* [TASK] The lines to find are those in the entries that hold the word "beetle"; copy every one of them.

* [DATA SHOWN]

------------------------

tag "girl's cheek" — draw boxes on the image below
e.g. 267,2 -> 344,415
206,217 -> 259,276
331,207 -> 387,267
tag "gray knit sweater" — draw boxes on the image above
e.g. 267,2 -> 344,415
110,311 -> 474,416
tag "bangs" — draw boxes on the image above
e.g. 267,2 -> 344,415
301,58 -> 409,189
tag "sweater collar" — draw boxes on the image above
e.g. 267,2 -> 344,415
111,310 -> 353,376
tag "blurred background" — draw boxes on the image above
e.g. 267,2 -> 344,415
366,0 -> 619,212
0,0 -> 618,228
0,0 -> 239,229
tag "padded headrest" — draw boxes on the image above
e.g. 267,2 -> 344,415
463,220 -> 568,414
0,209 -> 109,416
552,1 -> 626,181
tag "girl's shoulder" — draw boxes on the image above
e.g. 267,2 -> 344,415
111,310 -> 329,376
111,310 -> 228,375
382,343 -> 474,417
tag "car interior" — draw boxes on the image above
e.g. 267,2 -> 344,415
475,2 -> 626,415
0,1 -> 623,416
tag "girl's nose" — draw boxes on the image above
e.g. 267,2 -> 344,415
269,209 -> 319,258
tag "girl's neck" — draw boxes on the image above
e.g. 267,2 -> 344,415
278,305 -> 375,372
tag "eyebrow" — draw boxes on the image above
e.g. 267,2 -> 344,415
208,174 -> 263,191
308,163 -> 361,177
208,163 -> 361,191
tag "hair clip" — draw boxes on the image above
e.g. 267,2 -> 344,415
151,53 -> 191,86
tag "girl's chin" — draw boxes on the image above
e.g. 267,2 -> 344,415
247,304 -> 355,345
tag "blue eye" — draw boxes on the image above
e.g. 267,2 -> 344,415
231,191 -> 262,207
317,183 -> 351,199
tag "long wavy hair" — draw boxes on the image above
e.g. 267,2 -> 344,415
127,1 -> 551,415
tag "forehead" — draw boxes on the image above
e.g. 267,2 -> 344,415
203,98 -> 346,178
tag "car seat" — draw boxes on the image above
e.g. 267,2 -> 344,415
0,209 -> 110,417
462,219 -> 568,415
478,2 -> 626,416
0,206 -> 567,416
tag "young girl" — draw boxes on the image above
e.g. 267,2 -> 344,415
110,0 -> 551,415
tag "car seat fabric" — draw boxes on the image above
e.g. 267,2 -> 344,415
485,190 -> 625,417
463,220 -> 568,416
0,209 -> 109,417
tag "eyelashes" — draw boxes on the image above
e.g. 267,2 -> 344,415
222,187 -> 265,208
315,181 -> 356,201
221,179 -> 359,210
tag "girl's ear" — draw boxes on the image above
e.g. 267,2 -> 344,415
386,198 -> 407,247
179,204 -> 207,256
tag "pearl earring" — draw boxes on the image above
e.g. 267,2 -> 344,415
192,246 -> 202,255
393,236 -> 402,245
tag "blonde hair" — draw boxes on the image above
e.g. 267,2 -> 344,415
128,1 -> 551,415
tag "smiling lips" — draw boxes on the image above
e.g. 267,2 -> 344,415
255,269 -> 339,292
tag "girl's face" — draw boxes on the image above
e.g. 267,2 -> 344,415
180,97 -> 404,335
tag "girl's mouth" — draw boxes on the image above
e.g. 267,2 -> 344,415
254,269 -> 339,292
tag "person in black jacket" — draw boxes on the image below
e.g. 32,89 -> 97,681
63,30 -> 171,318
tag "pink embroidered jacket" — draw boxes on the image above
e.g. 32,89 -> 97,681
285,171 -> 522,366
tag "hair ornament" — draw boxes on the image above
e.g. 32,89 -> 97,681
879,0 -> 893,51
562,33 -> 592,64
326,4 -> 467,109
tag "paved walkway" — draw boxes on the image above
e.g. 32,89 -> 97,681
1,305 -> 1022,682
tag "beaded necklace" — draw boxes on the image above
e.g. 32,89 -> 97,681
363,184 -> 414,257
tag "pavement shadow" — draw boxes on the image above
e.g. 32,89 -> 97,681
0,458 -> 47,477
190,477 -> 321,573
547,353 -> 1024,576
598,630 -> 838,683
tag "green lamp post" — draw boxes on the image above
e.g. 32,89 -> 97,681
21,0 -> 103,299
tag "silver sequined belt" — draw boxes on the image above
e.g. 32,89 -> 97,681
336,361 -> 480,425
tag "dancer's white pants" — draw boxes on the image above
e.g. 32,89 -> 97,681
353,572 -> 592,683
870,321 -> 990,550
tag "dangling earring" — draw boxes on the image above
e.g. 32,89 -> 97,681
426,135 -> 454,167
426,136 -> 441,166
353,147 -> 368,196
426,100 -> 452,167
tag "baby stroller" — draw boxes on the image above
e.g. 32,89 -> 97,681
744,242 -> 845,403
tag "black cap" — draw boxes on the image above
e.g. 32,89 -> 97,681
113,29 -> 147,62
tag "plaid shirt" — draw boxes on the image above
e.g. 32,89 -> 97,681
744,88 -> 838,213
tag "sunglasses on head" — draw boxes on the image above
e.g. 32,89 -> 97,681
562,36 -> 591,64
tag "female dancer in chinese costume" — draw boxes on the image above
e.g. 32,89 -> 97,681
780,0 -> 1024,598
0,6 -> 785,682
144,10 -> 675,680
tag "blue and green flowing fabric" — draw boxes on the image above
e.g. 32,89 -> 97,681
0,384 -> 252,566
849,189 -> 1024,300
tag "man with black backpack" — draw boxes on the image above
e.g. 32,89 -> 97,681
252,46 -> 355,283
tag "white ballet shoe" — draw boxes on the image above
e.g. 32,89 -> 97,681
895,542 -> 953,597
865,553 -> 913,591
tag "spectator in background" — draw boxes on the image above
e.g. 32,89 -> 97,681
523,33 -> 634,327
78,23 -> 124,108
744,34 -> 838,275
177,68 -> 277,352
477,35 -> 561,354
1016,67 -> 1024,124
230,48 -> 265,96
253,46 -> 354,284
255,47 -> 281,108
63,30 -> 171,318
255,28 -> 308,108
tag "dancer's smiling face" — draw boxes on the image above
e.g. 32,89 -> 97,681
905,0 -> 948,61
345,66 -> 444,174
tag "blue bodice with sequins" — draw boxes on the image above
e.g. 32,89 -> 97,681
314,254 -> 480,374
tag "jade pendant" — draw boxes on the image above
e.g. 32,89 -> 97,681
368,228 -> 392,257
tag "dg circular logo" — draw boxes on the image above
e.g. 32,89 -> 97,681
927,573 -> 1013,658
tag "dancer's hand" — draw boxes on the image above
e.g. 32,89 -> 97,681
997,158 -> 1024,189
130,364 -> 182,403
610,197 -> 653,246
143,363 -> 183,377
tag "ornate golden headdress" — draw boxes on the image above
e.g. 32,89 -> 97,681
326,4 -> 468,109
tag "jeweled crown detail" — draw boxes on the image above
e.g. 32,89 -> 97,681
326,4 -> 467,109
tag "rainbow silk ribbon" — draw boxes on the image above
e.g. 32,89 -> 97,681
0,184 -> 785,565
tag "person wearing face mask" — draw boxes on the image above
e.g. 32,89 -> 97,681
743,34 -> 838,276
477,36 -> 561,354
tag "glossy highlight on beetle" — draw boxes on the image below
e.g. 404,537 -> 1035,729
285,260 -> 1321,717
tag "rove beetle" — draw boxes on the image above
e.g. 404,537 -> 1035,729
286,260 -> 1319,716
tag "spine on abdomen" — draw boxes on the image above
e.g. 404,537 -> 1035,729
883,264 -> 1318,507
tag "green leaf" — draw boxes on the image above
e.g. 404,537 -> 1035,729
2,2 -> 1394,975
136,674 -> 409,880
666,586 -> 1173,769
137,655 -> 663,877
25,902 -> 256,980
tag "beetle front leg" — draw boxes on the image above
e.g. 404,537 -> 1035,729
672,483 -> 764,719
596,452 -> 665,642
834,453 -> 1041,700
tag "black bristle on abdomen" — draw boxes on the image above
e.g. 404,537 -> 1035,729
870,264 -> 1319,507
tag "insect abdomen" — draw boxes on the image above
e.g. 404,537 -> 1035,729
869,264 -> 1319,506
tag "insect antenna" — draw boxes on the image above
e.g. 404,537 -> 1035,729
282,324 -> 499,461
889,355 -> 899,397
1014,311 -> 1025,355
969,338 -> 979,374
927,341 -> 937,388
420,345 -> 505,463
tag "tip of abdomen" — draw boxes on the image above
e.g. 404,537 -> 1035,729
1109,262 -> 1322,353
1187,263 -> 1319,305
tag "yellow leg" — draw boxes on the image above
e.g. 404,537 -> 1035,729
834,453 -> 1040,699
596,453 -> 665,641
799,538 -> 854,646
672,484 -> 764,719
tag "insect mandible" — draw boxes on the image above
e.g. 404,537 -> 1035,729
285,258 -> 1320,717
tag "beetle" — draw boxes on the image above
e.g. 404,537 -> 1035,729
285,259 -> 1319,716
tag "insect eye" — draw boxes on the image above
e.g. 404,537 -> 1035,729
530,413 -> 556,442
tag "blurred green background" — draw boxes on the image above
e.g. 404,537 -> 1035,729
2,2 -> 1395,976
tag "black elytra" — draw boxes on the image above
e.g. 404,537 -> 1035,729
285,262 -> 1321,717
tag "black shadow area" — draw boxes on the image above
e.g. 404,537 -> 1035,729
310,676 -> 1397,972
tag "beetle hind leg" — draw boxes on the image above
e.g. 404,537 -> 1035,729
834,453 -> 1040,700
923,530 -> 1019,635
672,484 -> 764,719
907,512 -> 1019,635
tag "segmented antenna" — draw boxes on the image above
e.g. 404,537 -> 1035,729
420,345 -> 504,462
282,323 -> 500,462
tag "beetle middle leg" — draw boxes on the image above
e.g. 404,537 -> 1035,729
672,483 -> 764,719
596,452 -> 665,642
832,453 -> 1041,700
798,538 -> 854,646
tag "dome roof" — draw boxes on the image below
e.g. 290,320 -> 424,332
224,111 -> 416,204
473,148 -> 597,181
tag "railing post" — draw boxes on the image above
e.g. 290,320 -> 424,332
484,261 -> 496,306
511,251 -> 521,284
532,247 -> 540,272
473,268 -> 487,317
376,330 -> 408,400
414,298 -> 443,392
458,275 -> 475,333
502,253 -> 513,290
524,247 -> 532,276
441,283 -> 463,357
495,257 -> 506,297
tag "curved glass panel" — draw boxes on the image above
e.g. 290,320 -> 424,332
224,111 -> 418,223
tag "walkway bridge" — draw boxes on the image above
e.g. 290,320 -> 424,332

------------------------

* [SOLVED PROBLEM]
tag "glossy highlight on beetle" — draw boxes on the image below
tag "rove beetle" — draw boxes on the image above
tag "beetle front leg" — draw boxes on the image above
tag "beetle" — draw boxes on the image above
tag "beetle hind leg" — draw boxes on the image above
tag "beetle middle leg" — draw boxes on the image above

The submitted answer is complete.